• WRITTEN PROBLEM
Please gather every line of the records below that contains the word "watermelon" and copy each one.

Records taken from a collection
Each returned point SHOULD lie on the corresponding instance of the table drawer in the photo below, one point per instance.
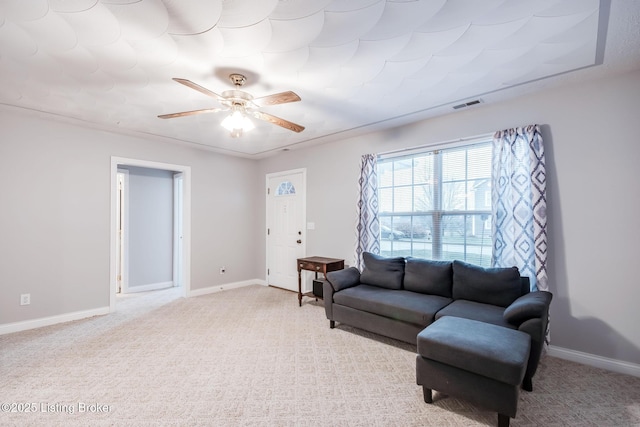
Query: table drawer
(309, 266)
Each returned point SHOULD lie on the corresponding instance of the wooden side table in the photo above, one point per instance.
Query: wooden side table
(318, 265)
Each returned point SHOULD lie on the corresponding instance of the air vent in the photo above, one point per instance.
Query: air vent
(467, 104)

==

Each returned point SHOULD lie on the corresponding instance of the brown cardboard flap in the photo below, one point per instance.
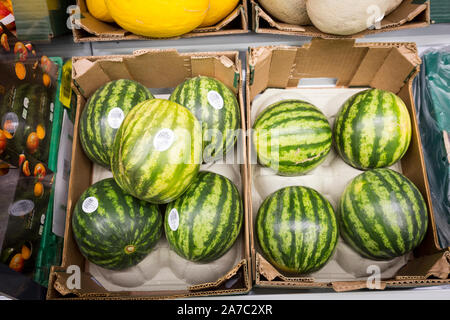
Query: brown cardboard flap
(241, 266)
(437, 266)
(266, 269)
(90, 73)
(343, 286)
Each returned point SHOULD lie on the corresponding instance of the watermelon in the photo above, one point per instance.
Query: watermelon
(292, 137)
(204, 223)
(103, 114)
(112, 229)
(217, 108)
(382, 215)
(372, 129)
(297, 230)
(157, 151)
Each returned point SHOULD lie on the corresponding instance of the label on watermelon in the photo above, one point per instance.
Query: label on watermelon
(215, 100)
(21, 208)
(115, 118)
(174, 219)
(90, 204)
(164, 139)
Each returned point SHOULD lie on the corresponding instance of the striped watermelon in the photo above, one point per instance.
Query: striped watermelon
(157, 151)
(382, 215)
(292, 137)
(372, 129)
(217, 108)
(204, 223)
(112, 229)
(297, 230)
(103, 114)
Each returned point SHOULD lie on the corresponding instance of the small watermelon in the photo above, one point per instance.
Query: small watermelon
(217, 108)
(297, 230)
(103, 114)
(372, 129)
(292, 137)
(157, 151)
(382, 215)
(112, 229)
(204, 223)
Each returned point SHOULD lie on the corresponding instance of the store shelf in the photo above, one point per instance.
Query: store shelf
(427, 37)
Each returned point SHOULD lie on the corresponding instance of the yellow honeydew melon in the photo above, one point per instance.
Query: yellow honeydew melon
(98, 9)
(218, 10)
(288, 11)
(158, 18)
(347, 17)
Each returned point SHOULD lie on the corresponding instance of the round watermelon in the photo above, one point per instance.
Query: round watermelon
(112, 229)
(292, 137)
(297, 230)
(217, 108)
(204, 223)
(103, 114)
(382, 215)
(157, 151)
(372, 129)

--

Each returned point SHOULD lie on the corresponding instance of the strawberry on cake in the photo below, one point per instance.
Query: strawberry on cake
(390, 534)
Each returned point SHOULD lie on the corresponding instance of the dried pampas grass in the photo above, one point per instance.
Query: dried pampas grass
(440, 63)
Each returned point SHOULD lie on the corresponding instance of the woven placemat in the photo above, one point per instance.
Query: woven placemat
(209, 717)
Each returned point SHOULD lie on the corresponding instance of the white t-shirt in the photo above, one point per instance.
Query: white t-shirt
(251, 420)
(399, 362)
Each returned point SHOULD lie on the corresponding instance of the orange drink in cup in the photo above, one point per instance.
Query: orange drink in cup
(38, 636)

• RESULT OF THIS EXERCISE
Each returned point SHOULD lie on the corresponding instance of the watermelon in the photo above, one point per instance.
Query: watermelon
Each returned point SHOULD lie on the corresponding instance of the label on watermelon in the photo above, one point per instance.
Query: label on watermelon
Each returned point SHOULD lie on the corresponding instance of the striped watermelon in the photo above, one point per instance.
Query: striped watermelon
Each returned point SHOULD lie on the corresponding instance of the small watermelon in the photo above, one point per instance.
Query: small watermelon
Each returned point SHOULD lie on the corresponding instance of the round watermelon in the photo above, one point per instance.
Query: round watermelon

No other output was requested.